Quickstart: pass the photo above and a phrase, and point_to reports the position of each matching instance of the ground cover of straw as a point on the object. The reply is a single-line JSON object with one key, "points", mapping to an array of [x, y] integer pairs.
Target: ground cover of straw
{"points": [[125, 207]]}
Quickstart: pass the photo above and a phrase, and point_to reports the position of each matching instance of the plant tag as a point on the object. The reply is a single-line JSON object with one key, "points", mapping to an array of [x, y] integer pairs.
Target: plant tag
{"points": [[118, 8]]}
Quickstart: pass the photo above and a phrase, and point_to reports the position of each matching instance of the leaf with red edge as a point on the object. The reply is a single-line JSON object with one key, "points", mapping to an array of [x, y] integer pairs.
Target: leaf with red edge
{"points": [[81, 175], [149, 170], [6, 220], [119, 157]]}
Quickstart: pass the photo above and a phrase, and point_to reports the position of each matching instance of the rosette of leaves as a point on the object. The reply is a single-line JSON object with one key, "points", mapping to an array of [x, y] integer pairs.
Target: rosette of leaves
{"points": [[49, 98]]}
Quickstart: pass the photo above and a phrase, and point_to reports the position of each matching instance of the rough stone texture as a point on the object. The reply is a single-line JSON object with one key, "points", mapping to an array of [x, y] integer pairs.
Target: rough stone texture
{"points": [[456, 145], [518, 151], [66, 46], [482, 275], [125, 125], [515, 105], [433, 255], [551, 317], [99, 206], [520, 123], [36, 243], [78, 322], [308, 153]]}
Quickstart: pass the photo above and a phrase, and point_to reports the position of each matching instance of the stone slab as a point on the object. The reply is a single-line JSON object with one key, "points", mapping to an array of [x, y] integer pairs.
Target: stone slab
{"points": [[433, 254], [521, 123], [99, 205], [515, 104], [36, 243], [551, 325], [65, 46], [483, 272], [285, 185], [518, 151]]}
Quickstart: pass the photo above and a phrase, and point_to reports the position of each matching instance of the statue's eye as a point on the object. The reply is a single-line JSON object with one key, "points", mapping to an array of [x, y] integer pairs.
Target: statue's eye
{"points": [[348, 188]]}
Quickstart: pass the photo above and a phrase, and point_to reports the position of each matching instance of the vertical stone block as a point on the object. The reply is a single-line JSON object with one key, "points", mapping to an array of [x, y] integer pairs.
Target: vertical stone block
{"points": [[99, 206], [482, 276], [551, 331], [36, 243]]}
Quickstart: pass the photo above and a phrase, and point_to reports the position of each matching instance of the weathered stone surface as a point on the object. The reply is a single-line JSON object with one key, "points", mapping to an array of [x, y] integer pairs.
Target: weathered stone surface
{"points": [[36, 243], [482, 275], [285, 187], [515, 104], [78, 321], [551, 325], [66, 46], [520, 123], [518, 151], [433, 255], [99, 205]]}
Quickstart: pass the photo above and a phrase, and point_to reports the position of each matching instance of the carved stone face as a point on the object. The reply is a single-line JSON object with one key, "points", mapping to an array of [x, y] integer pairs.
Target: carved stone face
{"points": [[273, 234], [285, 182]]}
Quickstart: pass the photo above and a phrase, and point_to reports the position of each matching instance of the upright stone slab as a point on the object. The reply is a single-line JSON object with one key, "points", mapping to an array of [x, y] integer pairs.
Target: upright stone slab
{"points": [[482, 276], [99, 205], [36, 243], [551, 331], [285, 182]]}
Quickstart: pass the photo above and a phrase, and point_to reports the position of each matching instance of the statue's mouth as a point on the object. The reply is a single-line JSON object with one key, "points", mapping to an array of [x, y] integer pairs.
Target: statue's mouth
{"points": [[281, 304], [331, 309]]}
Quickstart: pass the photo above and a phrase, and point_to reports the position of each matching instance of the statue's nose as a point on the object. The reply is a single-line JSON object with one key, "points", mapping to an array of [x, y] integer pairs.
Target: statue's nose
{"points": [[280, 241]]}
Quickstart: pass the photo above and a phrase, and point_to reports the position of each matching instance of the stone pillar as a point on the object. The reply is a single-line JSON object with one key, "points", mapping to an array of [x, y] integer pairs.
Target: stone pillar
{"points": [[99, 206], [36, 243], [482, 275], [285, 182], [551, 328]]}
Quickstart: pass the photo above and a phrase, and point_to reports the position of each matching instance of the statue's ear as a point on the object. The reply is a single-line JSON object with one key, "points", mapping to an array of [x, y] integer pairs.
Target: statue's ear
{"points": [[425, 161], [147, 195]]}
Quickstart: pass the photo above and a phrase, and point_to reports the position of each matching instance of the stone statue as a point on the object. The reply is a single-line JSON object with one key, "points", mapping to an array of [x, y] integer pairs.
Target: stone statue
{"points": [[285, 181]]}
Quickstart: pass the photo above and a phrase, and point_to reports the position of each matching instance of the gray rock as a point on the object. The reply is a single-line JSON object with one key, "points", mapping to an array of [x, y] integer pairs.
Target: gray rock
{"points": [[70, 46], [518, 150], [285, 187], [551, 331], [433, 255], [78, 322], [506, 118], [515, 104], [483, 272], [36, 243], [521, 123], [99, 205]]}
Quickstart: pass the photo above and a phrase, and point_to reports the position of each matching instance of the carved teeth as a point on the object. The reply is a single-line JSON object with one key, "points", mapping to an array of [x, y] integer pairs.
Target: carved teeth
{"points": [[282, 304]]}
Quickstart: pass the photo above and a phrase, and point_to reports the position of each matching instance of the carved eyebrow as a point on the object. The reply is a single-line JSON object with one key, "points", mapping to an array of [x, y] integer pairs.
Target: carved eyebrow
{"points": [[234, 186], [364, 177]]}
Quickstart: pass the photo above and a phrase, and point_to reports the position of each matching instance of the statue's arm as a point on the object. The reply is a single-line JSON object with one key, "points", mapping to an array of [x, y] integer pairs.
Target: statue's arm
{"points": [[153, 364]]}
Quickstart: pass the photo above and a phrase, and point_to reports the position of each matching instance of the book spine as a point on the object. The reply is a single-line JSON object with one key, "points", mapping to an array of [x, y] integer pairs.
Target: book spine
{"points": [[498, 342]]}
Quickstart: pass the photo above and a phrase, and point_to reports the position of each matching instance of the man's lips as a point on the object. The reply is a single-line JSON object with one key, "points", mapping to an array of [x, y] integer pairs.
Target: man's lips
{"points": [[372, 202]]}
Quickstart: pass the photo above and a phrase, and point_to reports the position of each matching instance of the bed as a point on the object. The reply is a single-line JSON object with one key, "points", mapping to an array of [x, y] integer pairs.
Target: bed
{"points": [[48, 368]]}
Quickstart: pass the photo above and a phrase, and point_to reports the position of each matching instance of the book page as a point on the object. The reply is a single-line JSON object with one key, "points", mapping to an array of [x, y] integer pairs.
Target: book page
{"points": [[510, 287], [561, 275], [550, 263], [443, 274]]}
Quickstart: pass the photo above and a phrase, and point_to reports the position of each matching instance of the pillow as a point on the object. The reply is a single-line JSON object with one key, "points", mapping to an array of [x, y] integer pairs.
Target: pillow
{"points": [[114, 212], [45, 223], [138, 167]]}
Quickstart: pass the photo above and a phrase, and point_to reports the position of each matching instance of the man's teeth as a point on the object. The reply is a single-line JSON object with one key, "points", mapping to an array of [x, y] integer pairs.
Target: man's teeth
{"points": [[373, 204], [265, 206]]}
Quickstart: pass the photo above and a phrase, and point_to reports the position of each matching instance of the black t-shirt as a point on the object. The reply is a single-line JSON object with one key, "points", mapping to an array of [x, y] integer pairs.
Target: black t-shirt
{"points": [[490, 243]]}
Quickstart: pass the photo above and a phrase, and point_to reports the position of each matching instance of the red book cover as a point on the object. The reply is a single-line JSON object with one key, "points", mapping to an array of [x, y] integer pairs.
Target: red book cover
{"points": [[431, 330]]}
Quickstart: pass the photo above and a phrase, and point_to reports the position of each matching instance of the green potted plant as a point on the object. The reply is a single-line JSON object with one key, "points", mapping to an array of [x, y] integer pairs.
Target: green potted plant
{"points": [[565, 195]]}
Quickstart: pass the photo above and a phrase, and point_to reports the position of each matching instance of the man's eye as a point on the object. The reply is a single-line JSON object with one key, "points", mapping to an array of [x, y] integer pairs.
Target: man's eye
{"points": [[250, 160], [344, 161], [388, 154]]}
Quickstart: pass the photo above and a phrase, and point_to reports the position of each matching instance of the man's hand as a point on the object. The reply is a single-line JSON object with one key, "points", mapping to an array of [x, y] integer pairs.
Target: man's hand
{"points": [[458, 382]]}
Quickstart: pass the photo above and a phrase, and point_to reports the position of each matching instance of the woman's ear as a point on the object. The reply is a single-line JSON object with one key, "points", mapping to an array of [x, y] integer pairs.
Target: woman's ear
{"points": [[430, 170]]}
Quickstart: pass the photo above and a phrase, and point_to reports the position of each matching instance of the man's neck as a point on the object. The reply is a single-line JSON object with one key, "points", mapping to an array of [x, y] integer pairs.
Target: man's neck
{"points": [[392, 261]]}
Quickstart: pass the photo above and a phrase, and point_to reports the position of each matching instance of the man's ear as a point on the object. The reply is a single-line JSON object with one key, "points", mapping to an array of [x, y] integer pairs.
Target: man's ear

:: BRIEF ::
Set down, exactly as they stand above, the lines starting with the line with "Target: upright stone slab" and going on through the line with "the statue's nose", and no others.

:: TASK RESULT ::
Target: upright stone slab
{"points": [[482, 276], [99, 205], [36, 243], [551, 331], [285, 182]]}
Quickstart: pass the photo above and a phrase, and point_to reports the position of each matching instance of the statue's mouth as a point on the object. The reply is a single-line JSON object with one key, "points", mapping to an array of [x, y] integer pairs.
Target: statue's mouth
{"points": [[281, 304], [331, 309]]}
Quickstart: pass the photo above and a phrase, and point_to reports the position of each matching instance of the statue's nose as a point on the object. The reply is a single-line JSON object with one key, "points", mapping to an array of [x, y] integer pairs.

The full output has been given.